# EXERCISE MATERIAL
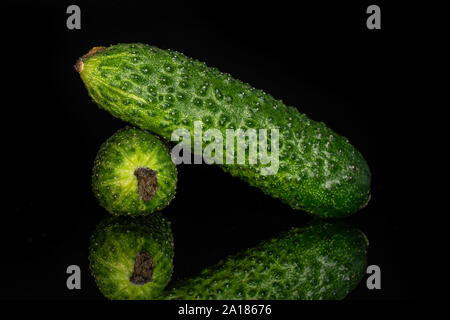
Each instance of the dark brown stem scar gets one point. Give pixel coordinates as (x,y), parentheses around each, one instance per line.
(143,268)
(147,183)
(80,63)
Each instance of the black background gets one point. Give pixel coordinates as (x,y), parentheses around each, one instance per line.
(318,57)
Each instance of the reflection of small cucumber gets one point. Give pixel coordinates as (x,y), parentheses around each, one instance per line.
(134,173)
(322,261)
(131,258)
(161,91)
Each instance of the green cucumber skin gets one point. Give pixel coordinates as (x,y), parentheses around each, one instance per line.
(129,149)
(113,249)
(318,262)
(320,172)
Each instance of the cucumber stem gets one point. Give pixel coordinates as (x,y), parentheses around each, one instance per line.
(143,268)
(147,183)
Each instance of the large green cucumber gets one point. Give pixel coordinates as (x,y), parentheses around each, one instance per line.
(133,173)
(132,258)
(321,261)
(160,90)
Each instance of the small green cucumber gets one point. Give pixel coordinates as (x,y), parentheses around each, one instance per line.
(134,174)
(131,258)
(324,261)
(319,171)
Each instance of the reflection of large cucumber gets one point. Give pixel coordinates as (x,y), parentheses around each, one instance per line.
(131,258)
(158,90)
(322,261)
(134,174)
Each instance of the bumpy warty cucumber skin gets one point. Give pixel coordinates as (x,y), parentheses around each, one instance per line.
(114,183)
(161,90)
(113,249)
(319,262)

# WHAT THE TASK ASKS
Write all the items above again, putting "gherkin" in place of every "cucumber" and keeping everything else the same. Omit the pictures.

# OUTPUT OF THE TASK
Each instance of the dark brown stem scar gets one point. Give pixel coordinates as (x,y), parentheses around each, one instance per line.
(143,268)
(147,183)
(80,63)
Each instance of the black background gets one point. Give pixel coordinates as (x,y), parentheses around each, one instance per line.
(318,57)
Each instance of the reflection of small gherkin gets one point. Give pixel coordinates as (x,y), parentheses around each, one instance per line.
(134,173)
(322,261)
(131,258)
(161,91)
Each instance of the green gherkin skin gets one point. Give pixel coordinates as (x,y), parentheses around each, one instance per line.
(129,149)
(113,249)
(318,262)
(320,172)
Each instance of the gherkin stem gets one point. Give pixel coordinates as (x,y), parentheses around each, one instance per line.
(143,268)
(147,183)
Each instance of the large green gherkin gets one point. Give pixel coordinates as (x,y), parentheses around each, one instance per line.
(133,173)
(132,258)
(321,261)
(160,90)
Each instance of the small green gherkin gets one point. Give pixel coordinates as (x,y), parentheses around each, one instance per line.
(134,174)
(131,258)
(324,261)
(319,171)
Each instance of the reflection of large gherkin gets one point. Give pixel coordinates as (x,y), parentheses around each, one instance per line.
(131,258)
(158,90)
(322,261)
(134,174)
Each instance of the bumpy warty gherkin skin gets one point. Give pixel coordinates as (x,y), parentheses around each, one instance per line.
(114,183)
(161,90)
(113,249)
(319,262)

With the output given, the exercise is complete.